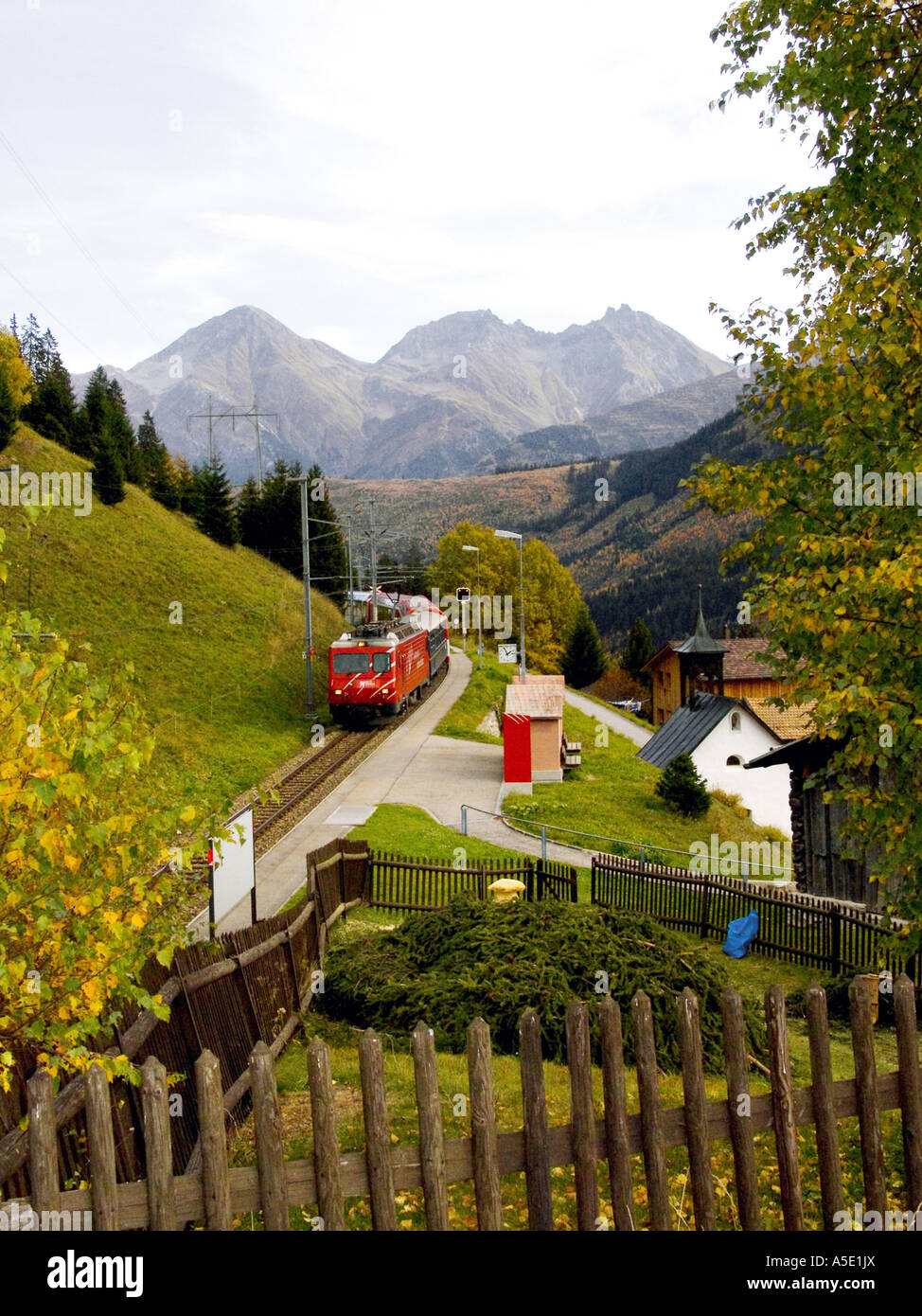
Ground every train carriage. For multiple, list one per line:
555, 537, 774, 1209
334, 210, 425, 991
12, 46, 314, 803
328, 598, 449, 724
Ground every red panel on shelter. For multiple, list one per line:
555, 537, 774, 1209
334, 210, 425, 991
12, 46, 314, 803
503, 713, 531, 783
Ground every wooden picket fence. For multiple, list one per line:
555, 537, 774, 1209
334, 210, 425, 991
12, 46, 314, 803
9, 975, 922, 1231
0, 838, 368, 1200
368, 850, 576, 909
592, 854, 922, 985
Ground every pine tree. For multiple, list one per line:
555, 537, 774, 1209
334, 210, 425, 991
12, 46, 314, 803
94, 425, 125, 507
195, 453, 239, 547
236, 475, 263, 553
23, 325, 79, 449
621, 617, 656, 685
138, 411, 179, 508
169, 456, 196, 516
105, 379, 146, 486
305, 462, 348, 607
0, 371, 18, 452
656, 753, 710, 819
560, 603, 609, 689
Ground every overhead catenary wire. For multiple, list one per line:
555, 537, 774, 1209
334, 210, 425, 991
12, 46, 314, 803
0, 132, 159, 344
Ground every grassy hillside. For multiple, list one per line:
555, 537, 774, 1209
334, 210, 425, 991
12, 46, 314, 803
0, 426, 342, 802
503, 705, 783, 867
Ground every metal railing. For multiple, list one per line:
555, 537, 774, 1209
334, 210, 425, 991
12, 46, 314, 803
460, 804, 793, 884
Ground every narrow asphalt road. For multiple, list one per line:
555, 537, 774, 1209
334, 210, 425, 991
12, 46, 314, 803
206, 651, 649, 935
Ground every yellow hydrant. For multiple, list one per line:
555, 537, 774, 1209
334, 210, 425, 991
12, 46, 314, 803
487, 878, 524, 904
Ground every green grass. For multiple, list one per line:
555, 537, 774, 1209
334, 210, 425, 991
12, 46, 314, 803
0, 426, 342, 806
435, 649, 516, 745
221, 924, 904, 1232
574, 689, 654, 732
503, 708, 781, 867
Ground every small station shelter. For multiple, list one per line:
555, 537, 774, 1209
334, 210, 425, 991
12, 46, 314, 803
503, 672, 581, 793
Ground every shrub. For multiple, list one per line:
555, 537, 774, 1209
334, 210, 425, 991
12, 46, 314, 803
656, 753, 710, 819
322, 895, 764, 1073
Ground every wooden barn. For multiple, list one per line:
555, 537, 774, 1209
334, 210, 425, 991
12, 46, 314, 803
643, 586, 804, 735
746, 736, 895, 909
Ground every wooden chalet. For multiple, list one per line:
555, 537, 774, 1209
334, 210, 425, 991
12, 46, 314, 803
746, 736, 895, 909
643, 586, 789, 738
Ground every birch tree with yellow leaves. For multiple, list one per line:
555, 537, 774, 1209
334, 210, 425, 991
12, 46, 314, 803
695, 0, 922, 951
0, 532, 208, 1090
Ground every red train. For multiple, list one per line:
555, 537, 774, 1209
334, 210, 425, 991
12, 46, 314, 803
328, 598, 449, 725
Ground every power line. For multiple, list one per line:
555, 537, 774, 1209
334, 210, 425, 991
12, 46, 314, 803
0, 260, 102, 361
0, 132, 159, 342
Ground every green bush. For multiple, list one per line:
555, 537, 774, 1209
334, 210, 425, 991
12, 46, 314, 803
656, 753, 710, 819
321, 897, 764, 1073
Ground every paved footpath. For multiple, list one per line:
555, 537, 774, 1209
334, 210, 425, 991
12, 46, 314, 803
211, 651, 481, 932
211, 651, 649, 934
567, 689, 652, 748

□ □ □ □ □

● **Given request**
Copy out all of the items above word for word, leaving out the pictures.

● **Finished task**
Ground every train carriage. For multiple, list one per line:
555, 537, 774, 1209
334, 210, 425, 991
12, 46, 314, 803
328, 598, 449, 724
Ground every red panel on shelter. For multiple, list one per line:
555, 537, 774, 1209
334, 210, 425, 991
12, 46, 314, 803
503, 713, 531, 783
Ground every wooden picket fence. For multiple, list one per line:
555, 537, 774, 1209
334, 210, 425, 991
12, 46, 314, 803
9, 975, 922, 1231
0, 838, 368, 1200
368, 850, 576, 909
592, 854, 922, 985
Ground every pine tree. For multiple, list one per line:
555, 537, 774, 1209
334, 210, 425, 991
12, 46, 314, 803
94, 425, 125, 507
195, 453, 239, 547
236, 475, 263, 553
23, 325, 79, 449
621, 617, 656, 685
138, 411, 179, 508
169, 456, 196, 516
105, 379, 146, 486
305, 462, 348, 607
0, 371, 18, 452
656, 753, 710, 819
560, 603, 609, 689
Ground every overhead catenary wire. For multiple, list one per line:
555, 537, 774, 1209
334, 210, 425, 991
12, 46, 314, 803
0, 132, 159, 344
Ground every grassy hillside. For multiple, list one per line:
555, 537, 774, 1209
334, 210, 425, 991
12, 46, 314, 803
0, 426, 342, 802
503, 705, 783, 867
Ground every metal railing. For multiple, list one per line:
555, 537, 774, 1209
334, 210, 425, 991
12, 46, 314, 803
460, 804, 793, 884
Ground every narrow asphalt road. For multiple, list one per line:
555, 537, 774, 1209
334, 210, 425, 991
12, 46, 314, 803
206, 651, 649, 935
Ground every yellow hydrant. For multiple, list one per line:
555, 537, 774, 1209
334, 210, 425, 991
12, 46, 314, 803
487, 878, 524, 904
Ground every green grass. For multiple, list one per line:
555, 537, 774, 1209
334, 210, 425, 991
12, 46, 314, 803
0, 426, 342, 806
435, 649, 516, 745
221, 924, 904, 1232
574, 689, 654, 732
503, 708, 781, 867
Ground every small station shelter. For multiple, list one per line:
555, 537, 774, 1209
334, 210, 425, 991
12, 46, 314, 803
503, 672, 581, 793
Ground every shrub. For multiple, list one per line:
555, 537, 774, 1209
334, 210, 425, 991
12, 46, 314, 803
656, 753, 710, 819
322, 895, 764, 1073
Ground every wooden barn. For multiple, list one per line:
555, 537, 774, 1209
334, 210, 425, 991
12, 46, 314, 803
643, 586, 804, 735
746, 736, 895, 909
Ground every wooden chalet. For multiple, list one per line:
555, 537, 774, 1209
334, 210, 425, 991
12, 46, 314, 803
746, 736, 895, 909
643, 586, 789, 738
Ground every birch tree with yellow leaves. For multiple, list one per line:
555, 537, 774, 1209
334, 210, 425, 991
12, 46, 314, 803
695, 0, 922, 951
0, 532, 208, 1090
Ground every red train. For multiple, list one per line:
555, 537, 774, 1209
334, 210, 425, 991
12, 46, 314, 803
328, 598, 449, 725
Ground every power line. For multiple, list one per line:
555, 537, 774, 1209
334, 210, 425, 991
12, 46, 314, 803
0, 260, 102, 361
0, 132, 159, 342
Ground every green bush. For multiple, list one per line:
555, 537, 774, 1209
334, 210, 425, 991
12, 46, 314, 803
656, 753, 710, 819
321, 897, 764, 1073
Ground every paved footpath. For multiple, list one per line:
555, 537, 774, 1209
334, 210, 425, 991
12, 46, 314, 803
211, 651, 481, 932
211, 651, 649, 934
567, 689, 652, 748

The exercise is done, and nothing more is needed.